## [Work order 1]
In the article about Marcelo Vieta's COVID-19 seminar, on what date was the course website launched?
## [Work order 2]
Continue the article about Marcelo Vieta's COVID-19 seminar, picking up after its final sentence.

## [Provided passage]
╔══

Collaboration during COVID-19: OISE Prof. Marcelo Vieta and his students search for solutions to social inequality with their new website
September 11, 2020
By Vesna Bajic
The COVID-19 pandemic has forced teachers at all levels to re-evaluate not only how to deliver their courses safely, but also how the course content can best reflect or engage with the still-emergent pandemic and its life-changing presence in students’ lives.
While university professors across Ontario continue to pivot their courses to address the pandemic for the new fall term, Leadership, Higher and Adult Education Associate Professor Marcelo Vieta designed a graduate seminar responding to COVID-19 even earlier, in May-June 2020.
Professor Vieta’s course examined how proposals for economic democracy can respond to and offer solutions to the socio-economic ills caused by the pandemic. The goal of this seminar was to face head-on, via the multi-dimensional and critical lenses of economic democracy, the unfolding situation of COVID-19.
The final outcome of LHA1148: Introduction to Workplace, Organizational, and Economic Democracy, subtitled “the COVID-19 edition,” had the graduate seminar’s students and Prof. Vieta collaboratively produce a community education and social action legacy website, www.economic-democracy.org. The website was launched September 1, 2020.
“Engaging with my peers and readings in the course helped clarify economic democracy as a sustainable means to securing the futures of our communities and regenerating the commons lost to unbridled greed,” said Ashish Pillal, a student in the course.
“The course website is a compendium of ideas to achieve that. The website serves to highlight issues that affect us all and act as a forum for exchange of ideas to address those issues.”
Throughout the term the seminar asked: How do we overcome the social and economic ills of COVID-19 and systemic inequalities, and rebuild a more equitable and fair society now and after the pandemic?

╚══

## [Dataset extract]
╔══

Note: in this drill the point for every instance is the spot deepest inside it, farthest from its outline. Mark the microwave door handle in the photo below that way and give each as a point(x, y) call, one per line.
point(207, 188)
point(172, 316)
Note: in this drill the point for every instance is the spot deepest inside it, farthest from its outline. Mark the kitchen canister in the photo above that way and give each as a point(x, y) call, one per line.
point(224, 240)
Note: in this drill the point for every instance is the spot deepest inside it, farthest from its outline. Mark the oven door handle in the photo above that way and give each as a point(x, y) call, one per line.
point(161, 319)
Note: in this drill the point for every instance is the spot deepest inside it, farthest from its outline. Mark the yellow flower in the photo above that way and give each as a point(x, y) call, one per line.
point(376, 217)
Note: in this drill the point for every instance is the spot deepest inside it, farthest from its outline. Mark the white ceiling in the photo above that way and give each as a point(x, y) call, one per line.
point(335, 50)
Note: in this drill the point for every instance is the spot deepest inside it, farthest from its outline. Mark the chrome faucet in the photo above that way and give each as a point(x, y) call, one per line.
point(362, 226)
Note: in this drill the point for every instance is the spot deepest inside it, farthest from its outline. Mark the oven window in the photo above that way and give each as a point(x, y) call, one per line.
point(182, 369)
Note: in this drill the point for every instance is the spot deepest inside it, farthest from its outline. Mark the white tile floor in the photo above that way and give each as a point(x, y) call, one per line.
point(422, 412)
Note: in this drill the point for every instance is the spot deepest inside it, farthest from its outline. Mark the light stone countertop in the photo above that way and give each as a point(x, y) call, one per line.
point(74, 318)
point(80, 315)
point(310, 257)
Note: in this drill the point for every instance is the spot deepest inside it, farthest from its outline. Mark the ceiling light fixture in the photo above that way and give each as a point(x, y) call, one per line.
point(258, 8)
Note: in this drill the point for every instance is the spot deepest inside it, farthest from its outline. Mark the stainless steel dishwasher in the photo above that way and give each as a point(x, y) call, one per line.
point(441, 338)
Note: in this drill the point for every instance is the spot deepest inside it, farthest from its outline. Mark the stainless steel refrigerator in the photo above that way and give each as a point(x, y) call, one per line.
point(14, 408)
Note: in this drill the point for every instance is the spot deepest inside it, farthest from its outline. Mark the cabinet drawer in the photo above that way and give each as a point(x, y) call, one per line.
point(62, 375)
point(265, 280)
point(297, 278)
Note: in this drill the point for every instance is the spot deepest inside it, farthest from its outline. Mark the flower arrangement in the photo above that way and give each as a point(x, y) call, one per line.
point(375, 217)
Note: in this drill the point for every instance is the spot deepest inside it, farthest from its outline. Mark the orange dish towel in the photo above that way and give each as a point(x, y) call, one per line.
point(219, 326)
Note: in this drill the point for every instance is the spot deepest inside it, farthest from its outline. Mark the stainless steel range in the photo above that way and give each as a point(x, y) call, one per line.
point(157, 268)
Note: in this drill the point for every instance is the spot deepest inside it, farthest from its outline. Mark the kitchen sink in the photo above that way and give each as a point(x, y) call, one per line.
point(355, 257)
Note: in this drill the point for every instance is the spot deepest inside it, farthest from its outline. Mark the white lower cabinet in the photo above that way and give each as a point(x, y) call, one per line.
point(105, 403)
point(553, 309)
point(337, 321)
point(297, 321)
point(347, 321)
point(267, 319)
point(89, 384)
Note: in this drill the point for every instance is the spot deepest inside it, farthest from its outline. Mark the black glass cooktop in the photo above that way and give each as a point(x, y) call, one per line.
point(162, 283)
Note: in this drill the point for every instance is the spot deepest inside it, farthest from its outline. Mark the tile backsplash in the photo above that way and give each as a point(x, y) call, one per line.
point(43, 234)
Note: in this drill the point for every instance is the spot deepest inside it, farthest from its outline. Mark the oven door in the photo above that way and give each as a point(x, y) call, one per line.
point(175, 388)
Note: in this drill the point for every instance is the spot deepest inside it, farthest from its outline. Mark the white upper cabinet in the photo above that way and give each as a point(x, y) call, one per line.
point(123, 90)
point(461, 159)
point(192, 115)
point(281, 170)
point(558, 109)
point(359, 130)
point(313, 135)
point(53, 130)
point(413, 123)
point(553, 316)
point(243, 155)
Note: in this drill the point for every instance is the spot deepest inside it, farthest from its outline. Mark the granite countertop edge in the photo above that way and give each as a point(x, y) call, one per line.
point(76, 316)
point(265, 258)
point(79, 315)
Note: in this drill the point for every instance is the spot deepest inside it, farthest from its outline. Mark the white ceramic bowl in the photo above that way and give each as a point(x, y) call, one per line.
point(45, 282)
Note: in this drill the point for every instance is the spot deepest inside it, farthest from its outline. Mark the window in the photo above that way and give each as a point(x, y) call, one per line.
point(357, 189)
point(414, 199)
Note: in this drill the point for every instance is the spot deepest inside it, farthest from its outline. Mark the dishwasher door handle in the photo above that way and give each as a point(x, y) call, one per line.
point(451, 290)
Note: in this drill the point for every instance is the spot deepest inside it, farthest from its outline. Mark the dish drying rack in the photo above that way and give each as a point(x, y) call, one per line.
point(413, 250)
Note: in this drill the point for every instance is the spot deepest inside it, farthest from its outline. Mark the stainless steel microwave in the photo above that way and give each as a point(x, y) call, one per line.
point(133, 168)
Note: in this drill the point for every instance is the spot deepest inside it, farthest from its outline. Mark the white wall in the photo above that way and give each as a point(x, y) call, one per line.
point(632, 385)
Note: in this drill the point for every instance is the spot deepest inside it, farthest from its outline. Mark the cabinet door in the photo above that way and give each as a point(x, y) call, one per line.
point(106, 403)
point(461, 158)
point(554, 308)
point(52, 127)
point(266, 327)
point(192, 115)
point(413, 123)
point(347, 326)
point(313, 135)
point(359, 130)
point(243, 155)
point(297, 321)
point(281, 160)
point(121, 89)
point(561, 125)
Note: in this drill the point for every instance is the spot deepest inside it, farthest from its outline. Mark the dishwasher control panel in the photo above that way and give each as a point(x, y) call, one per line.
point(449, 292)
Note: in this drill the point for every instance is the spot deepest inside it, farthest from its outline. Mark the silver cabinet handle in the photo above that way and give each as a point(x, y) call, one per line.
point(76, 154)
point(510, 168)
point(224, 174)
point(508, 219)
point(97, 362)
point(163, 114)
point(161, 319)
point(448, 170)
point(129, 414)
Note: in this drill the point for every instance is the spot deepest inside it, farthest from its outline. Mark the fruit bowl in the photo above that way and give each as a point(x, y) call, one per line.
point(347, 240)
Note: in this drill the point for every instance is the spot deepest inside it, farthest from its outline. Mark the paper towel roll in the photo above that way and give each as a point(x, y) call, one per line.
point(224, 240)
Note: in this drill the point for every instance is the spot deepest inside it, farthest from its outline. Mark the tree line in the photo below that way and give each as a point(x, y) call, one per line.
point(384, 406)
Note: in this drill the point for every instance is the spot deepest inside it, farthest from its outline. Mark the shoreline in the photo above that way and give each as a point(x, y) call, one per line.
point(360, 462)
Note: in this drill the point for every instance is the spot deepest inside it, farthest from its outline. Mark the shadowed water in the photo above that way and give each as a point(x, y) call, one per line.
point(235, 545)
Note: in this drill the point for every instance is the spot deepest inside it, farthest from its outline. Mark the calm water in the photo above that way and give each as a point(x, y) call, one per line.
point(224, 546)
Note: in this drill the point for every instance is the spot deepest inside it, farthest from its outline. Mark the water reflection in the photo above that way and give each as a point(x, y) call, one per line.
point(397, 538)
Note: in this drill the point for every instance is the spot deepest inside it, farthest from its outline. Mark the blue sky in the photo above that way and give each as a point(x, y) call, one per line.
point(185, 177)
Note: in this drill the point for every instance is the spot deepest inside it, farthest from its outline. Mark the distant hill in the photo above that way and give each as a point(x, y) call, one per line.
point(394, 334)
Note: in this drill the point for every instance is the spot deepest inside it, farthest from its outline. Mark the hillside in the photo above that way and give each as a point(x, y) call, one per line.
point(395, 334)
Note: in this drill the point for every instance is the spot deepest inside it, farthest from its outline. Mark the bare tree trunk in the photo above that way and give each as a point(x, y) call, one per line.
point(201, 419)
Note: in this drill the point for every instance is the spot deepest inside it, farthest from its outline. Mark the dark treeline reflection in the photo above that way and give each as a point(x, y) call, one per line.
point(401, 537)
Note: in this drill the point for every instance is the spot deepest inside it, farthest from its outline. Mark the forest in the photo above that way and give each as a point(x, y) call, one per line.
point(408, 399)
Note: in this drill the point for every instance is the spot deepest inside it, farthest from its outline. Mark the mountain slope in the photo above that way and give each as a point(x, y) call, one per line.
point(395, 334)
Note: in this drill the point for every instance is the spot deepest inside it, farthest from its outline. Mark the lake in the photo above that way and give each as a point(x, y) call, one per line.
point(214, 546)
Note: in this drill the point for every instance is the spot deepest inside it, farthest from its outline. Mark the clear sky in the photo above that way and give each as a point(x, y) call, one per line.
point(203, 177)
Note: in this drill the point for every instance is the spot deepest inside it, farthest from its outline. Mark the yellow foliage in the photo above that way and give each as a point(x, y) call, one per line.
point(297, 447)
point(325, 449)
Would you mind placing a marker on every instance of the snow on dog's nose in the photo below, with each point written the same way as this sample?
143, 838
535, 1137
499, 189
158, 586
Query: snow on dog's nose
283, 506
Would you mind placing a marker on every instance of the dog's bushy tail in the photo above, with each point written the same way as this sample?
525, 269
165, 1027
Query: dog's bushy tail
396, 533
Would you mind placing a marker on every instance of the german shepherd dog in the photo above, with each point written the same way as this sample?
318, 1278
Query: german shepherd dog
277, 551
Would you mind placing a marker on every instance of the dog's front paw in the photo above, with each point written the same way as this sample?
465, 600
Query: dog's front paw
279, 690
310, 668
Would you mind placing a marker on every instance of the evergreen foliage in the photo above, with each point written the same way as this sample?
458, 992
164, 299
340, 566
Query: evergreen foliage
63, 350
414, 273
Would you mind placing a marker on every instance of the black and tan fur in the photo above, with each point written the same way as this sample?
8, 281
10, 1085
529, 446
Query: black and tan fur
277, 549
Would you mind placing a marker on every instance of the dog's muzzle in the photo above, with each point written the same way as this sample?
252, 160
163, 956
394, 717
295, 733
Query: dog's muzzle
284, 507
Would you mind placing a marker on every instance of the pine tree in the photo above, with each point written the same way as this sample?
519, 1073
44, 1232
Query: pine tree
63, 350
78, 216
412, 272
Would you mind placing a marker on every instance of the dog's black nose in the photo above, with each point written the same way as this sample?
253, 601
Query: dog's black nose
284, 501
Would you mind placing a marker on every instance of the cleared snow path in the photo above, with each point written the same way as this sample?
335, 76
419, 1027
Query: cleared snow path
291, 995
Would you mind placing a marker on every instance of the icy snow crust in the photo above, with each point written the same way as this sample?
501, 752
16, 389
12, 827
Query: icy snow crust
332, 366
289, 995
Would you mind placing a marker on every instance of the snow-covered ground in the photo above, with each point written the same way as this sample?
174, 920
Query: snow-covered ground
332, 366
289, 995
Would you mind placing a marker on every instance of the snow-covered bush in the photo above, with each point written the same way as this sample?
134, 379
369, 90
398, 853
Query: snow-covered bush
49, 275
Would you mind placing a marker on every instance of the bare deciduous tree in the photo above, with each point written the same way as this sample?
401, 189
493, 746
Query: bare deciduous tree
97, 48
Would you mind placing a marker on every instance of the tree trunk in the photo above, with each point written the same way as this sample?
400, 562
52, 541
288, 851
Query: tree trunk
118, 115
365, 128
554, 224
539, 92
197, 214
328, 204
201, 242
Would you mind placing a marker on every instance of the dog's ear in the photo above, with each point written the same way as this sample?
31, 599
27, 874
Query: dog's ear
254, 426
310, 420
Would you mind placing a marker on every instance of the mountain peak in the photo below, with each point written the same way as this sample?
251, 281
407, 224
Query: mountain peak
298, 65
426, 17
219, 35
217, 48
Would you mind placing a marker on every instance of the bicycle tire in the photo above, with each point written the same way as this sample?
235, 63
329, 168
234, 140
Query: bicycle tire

╚══

## [Written response 1]
September 1, 2020

## [Written response 2]
In creating content for the website, students collectively prepared – through online in-class learning, weekly discussions, and their final essays or podcasts – a repository of resources and analyses aimed at addressing, better understanding, or proposing solutions to the socio-economic effects of the pandemic and the related racialized expressions of capitalism brought to light in explicit ways by COVID-19.
The course also addressed the Black Lives Matter responses to systemic racism that quickly emerged following the killing of George Floyd.
“In the context of the pandemic, discovering alternative economic practices meant realizing how the economy can be a powerful tool for the development of a more fair society. This course gave me a practical tool to analyze the social structure I’m immersed in and opened strategies to reshape it,” said Sofia Lydiatt, another student in the course.
The students of LHA1148 were all OISE masters or doctoral students. Many of them are professionals doing their graduate work part time, and some of them took the course with full family responsibilities.
“All of the students have told me since that they found the course transformative and even therapeutic as the pandemic, and then in June the Black Lives Matter uprisings, unfolded around us in real time,” said Vieta.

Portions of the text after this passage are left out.